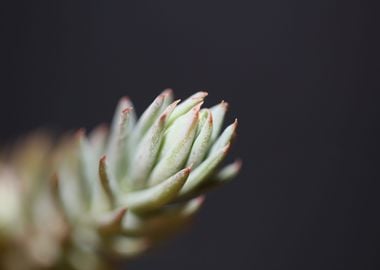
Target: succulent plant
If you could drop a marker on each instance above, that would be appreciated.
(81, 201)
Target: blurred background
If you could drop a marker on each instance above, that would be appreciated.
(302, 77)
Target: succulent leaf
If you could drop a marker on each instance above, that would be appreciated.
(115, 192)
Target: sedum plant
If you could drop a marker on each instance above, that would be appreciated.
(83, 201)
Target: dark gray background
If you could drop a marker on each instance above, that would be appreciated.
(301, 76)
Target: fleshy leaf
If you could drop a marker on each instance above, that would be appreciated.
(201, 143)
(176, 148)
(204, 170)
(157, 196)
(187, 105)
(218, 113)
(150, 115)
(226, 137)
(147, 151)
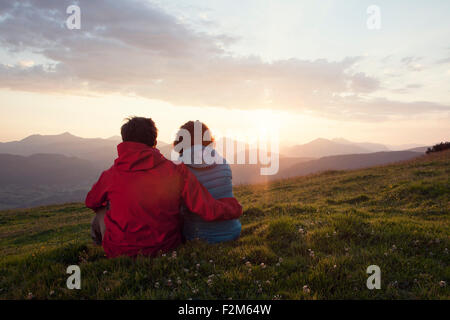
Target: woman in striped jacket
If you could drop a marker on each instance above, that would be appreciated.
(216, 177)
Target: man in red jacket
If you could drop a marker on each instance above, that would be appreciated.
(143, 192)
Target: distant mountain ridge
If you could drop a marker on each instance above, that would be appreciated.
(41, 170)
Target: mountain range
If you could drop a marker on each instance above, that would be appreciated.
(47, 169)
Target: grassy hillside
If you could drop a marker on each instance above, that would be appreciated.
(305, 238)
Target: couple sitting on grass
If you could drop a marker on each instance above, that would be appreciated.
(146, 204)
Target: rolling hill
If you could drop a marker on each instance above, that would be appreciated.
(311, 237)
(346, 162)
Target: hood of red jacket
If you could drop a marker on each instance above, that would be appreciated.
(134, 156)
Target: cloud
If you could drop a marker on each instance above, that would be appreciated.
^^^^
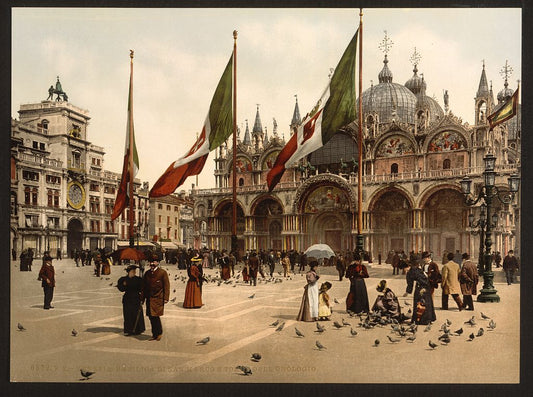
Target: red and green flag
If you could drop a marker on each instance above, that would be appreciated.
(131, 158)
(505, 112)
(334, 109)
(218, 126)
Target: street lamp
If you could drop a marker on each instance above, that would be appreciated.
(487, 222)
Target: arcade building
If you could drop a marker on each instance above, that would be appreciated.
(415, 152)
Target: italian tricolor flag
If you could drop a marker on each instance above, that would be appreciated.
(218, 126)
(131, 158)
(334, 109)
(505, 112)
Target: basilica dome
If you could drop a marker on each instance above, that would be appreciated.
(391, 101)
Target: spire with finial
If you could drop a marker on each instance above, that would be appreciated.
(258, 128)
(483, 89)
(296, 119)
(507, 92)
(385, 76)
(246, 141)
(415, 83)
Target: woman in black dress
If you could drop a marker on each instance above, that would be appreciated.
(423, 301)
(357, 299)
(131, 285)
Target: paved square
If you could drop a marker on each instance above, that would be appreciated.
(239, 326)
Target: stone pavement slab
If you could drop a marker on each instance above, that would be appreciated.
^^^^
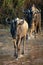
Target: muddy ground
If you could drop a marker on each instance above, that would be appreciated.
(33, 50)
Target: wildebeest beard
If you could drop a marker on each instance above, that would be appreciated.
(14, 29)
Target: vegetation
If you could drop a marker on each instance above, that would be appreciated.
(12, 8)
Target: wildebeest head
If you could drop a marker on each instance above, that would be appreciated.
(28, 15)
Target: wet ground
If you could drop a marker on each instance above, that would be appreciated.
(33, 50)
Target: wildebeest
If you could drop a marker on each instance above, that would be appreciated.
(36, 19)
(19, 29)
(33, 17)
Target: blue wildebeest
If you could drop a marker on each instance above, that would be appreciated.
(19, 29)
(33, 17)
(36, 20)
^^^^
▶ What the task requires
All lines of the records above that contain the word "succulent" are to be copied out.

▶ Exercise answer
Target: succulent plant
Target: succulent leaf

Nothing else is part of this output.